----- Listing -----

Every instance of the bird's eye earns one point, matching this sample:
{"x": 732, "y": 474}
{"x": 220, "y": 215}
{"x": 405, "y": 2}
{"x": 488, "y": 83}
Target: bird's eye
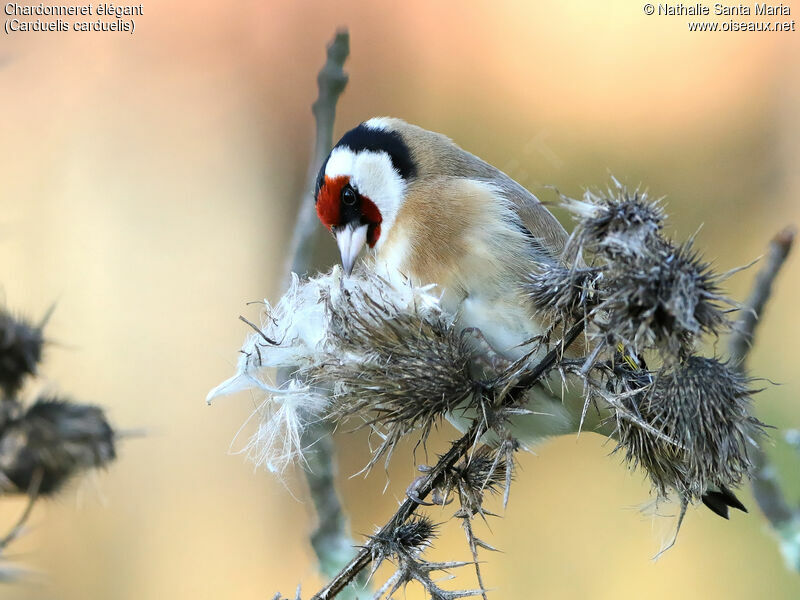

-----

Output the material above as a JSON list of strings, one string per line, skipping any blank lines and leaving the picture out.

[Exercise output]
[
  "Every instance of the bird's eye earns one point, matching this sample:",
  "{\"x\": 732, \"y\": 474}",
  "{\"x\": 220, \"y\": 215}",
  "{\"x\": 405, \"y\": 2}",
  "{\"x\": 488, \"y\": 83}",
  "Target: bird's eye"
]